• **Problem details**
All lines in the material containing the word "pixel" need to be copied.

• **Given data**
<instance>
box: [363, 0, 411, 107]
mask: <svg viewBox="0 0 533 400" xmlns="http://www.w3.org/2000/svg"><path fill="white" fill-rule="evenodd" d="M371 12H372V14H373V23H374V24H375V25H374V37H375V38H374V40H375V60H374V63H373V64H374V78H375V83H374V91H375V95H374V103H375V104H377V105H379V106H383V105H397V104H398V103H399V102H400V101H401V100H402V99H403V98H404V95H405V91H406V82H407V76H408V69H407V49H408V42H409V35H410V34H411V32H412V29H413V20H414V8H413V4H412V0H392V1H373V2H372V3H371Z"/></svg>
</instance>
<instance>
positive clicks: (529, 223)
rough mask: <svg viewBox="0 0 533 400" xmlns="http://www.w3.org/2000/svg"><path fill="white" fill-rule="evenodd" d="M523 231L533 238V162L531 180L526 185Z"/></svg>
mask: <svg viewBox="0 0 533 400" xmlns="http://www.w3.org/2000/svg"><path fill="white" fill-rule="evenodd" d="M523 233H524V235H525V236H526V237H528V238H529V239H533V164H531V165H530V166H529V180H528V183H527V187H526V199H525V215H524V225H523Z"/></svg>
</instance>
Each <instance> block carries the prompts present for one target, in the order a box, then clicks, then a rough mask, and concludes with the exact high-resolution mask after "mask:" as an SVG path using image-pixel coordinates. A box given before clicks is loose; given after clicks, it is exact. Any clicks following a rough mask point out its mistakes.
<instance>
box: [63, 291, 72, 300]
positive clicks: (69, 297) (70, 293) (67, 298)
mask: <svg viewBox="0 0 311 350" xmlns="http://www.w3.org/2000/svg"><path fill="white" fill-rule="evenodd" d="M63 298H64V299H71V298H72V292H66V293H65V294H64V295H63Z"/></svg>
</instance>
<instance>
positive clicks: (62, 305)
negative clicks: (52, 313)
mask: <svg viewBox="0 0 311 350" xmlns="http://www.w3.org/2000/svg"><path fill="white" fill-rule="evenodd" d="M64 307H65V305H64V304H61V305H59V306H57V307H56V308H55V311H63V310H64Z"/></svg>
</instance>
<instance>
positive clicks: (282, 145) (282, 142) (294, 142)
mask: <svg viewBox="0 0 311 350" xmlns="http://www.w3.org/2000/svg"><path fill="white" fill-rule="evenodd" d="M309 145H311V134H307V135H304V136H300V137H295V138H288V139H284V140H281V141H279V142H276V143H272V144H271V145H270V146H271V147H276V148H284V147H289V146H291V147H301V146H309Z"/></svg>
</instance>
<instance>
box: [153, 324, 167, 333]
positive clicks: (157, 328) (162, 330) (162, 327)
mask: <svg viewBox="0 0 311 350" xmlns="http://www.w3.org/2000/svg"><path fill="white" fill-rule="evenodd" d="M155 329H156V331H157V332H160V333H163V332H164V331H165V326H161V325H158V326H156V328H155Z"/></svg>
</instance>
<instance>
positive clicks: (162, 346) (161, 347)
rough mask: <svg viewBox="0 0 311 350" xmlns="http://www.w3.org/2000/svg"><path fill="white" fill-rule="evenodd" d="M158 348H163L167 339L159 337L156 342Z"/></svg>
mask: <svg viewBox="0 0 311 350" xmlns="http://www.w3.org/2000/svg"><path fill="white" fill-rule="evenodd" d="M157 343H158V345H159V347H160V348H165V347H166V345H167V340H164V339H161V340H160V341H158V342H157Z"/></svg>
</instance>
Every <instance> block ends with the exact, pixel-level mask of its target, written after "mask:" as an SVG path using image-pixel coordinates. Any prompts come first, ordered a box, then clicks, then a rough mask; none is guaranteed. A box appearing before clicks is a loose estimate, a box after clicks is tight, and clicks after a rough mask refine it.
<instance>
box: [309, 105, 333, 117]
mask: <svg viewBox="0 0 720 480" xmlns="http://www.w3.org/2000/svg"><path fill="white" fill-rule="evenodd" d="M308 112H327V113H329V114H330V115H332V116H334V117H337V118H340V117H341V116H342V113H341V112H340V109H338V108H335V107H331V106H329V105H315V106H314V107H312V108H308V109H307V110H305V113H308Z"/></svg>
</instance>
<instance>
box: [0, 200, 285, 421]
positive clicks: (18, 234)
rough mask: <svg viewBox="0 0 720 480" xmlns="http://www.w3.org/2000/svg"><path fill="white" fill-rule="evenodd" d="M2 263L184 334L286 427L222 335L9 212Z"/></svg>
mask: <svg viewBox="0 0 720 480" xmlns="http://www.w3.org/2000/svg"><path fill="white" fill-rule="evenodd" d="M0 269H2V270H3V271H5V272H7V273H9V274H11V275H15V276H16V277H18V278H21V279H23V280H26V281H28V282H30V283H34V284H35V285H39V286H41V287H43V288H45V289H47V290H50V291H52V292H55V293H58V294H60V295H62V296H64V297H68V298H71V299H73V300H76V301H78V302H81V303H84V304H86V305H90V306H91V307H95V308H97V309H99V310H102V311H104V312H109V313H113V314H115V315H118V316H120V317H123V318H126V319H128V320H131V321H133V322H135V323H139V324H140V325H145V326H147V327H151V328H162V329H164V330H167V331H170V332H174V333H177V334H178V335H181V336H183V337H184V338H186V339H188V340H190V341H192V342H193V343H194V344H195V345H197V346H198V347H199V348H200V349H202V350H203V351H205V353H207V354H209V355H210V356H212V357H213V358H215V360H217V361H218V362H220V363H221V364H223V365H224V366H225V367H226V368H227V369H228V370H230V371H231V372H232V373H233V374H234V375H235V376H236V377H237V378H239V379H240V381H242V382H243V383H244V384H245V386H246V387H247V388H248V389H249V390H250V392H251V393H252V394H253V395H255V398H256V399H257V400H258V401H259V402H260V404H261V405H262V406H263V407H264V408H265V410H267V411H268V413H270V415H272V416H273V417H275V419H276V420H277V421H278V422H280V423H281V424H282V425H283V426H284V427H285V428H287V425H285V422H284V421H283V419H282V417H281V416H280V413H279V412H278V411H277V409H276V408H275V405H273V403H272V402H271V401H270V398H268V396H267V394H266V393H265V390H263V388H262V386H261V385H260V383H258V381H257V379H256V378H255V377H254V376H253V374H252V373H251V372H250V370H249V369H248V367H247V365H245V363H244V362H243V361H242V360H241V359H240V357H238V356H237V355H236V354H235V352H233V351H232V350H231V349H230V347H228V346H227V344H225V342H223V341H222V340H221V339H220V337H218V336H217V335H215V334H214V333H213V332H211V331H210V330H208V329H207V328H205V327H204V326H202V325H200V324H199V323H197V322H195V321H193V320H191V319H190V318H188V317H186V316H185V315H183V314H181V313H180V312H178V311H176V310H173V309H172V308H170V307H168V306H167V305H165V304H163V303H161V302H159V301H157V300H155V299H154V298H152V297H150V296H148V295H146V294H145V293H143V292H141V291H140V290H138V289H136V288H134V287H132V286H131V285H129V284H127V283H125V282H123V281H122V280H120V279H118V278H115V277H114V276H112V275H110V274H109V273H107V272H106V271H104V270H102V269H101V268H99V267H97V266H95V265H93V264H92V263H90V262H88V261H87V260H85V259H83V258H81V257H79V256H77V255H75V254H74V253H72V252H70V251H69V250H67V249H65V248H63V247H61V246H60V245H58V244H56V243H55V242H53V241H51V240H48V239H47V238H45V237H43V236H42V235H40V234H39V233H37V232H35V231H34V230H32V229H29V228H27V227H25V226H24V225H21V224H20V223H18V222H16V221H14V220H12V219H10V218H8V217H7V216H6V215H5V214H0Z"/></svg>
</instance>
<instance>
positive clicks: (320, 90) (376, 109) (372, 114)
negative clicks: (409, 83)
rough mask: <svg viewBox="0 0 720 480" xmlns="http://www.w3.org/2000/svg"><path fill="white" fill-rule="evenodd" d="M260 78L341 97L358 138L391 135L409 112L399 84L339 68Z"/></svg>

• **Output for this exercise**
Each <instance> block carries the prompts present for one target, in the order a box, then clicks, then a rough mask, and concludes with the exact high-resolution mask after "mask:" as an SVG path using image-pixel coordinates. A box given before clicks is loose; given after clicks, it is exact. Any clicks following a rough mask point out its mistakes.
Every <instance> block ends with the exact, pixel-level mask of its target, written after "mask:" as an SVG path using image-pixel coordinates. Any prompts come first, ordered a box, then clicks, then a rough mask; none is guaranteed. A box appearing before clicks is a loose estimate, a box after clicks is tight, and clicks after a rough mask refine it.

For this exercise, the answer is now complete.